## [Written exercise]
The entries below are to be written out again without alteration.

━━━━

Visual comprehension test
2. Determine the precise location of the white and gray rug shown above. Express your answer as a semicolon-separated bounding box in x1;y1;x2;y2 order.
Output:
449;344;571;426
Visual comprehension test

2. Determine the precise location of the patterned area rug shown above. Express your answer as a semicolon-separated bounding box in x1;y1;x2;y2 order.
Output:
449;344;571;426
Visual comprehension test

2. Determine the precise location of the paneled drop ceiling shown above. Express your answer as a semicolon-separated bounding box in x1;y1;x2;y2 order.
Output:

━━━━

## [Task answer]
Visual comprehension test
2. Determine the precise location of the white and gray rug shown above. Express your answer as a semicolon-separated bounding box in x1;y1;x2;y2 order.
Output:
449;344;571;426
Visual comprehension test

2. Determine the precise location of the patterned area rug shown above. Express your answer as a semicolon-separated bounding box in x1;y1;x2;y2 order.
Output:
449;344;571;426
Visual comprehension test

2. Determine the precise location of the paneled drop ceiling shown above. Express your answer as a semicolon-separated bounding box in x1;y1;x2;y2 order.
Output:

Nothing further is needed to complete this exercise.